— Exercises to complete —
• 1. According to the Knicks article, how many All-Star appearances have Knicks players totaled over the last 19 years?
• 2. In the Knicks article, turn the paragraph beginning "Over the last 19 years" into a short list that keeps its figures.
• 3. Copy word for word the part of the Knicks article starting at "I promise, I" and ending at "love for you.".

— Given passage —
No, the Knicks shouldn’t be shopping Mitch; they should be planning their future around him. That’s what you do when have a guy who is single handedly capable of propping up a defense from dreadful to respectable, and with some decent surrounding pieces, is downright uncharitable to opponents. Check out the on / off defensive rating splits from the five guys who played with Robinson the most last year, courtesy of Cleaning the Glass:
Do I look like a clown to you? He’s not going anywhere.
6. To me, it meant being somebody in a neighborhood full of nobodies.
New York City isn’t traditionally thought of as a town for nobodies, but on the court, that’s exactly what it’s been for some time now.
Over the last 19 years, five players have made the All-Star team while wearing a Knick uniform, totaling 10 appearances in all. The Lakers, meanwhile, have had 7 & 26. The Hawks had 7 & 18. The freaking Wizards had 6 & 16. The Minnesota “we’ve somehow won fewer games than you guys this century” Timberwolves had 6 & 14.
People talk about the pressure of playing in New York and under the bright lights of MSG, but if ever there was a guy who should want to come here and take on that burden, it’s Fred VanVleet.
In Toronto, he was the sixth man on a championship team who became the third banana on squad that got knocked out in the second round. In Atlanta or Phoenix, he’ll be second fiddle to one of the league’s young stars. In Detroit, he’ll be…in fucking Detroit (where I hear the egg noodles and ketchup isn’t even that good).
Meanwhile, one All-Star birth in New York, coming off of last season, and he’ll be beloved till the end of time.
Come be Somebody, Fred. You know you want to.
5. Now Go Home & Get Your Fuckin' Shinebox!
I don’t dislike Julius Randle.
I promise, I really don’t. I don’t even hold it against him that he was the lowest of low talkers for every postgame interview, to the point that you might as well put your recorder away unless you could get it three inches away from his face.
Really man…I got nothin’ but love for you.
But sometimes, you gotta know your place in the world. And even on this team, where the talent level is low and the need for buckets is high, Julius Randle has to know his role.
If he’s here to start the season, that means none of the bullshit was saw last year. No more spins. No more attacking double teams. No more long twos (11 percent of his shot diet - a high number for a big - despite a 39 percent conversion rate). No more half-assed close outs from the paint. No more falling asleep off ball. No more impersonating a gargoyle when he doesn’t have the rock. No more of any of it.

— Data entries —

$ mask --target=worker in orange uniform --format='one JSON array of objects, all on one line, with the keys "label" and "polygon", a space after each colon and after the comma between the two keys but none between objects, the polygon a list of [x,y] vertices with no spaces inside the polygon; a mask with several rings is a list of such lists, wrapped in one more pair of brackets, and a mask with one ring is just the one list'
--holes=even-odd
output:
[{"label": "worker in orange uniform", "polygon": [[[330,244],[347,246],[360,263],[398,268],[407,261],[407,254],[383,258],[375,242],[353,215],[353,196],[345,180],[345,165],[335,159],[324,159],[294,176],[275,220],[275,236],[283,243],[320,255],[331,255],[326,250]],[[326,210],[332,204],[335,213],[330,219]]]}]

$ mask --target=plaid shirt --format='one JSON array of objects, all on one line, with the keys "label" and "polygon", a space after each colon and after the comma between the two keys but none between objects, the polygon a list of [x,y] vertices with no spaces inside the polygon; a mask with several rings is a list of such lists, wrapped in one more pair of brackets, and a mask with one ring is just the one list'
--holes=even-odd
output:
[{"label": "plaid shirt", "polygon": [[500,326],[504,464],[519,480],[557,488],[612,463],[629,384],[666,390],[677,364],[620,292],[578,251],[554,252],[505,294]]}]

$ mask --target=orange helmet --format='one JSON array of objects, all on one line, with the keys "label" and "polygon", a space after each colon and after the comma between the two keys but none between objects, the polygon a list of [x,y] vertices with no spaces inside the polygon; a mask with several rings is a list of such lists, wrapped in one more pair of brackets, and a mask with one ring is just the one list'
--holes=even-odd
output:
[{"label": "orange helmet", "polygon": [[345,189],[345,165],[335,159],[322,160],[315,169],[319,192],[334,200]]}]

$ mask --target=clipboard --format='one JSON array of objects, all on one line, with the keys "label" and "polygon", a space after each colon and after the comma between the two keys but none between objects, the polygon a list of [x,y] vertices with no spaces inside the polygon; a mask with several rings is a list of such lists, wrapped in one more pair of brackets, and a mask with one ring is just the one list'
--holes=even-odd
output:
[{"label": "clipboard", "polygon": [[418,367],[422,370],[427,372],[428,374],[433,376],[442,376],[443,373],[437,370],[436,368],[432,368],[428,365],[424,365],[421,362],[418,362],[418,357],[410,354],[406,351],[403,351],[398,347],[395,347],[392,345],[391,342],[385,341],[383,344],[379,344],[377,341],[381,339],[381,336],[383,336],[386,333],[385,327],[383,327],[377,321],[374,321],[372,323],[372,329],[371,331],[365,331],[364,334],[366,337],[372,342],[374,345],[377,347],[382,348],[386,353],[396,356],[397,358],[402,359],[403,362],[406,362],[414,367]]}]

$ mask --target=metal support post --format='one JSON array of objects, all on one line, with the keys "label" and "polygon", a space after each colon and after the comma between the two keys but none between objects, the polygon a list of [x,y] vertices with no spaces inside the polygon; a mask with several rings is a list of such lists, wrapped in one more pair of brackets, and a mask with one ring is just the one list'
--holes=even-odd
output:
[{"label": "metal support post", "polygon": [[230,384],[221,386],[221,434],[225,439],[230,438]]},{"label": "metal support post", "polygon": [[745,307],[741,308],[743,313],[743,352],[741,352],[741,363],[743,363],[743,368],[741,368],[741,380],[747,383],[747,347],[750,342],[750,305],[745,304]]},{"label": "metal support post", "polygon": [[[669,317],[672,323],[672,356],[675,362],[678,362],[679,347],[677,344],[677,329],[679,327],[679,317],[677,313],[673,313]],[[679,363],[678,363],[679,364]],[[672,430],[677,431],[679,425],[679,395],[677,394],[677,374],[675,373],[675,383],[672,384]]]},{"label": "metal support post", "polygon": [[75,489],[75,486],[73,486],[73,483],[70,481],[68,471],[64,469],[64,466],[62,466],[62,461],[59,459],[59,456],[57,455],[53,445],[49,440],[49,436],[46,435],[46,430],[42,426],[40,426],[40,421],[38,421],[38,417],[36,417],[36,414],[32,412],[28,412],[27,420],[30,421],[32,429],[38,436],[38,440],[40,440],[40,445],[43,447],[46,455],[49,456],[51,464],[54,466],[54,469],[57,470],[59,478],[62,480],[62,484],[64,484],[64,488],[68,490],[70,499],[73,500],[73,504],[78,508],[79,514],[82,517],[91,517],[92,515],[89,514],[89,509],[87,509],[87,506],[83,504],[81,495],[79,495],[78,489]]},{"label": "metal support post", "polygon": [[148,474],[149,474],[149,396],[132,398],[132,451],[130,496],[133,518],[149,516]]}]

— Solutions by task —
• 1. Ten appearances in all, spread across five players.

• 2.
All-Star players and total appearances over the last 19 years:
- Knicks: 5 players, 10 appearances
- Lakers: 7 players, 26 appearances
- Hawks: 7 players, 18 appearances
- Wizards: 6 players, 16 appearances
- Timberwolves: 6 players, 14 appearances, despite winning fewer games than the Knicks this century

• 3.
I promise, I really don’t. I don’t even hold it against him that he was the lowest of low talkers for every postgame interview, to the point that you might as well put your recorder away unless you could get it three inches away from his face.
Really man…I got nothin’ but love for you.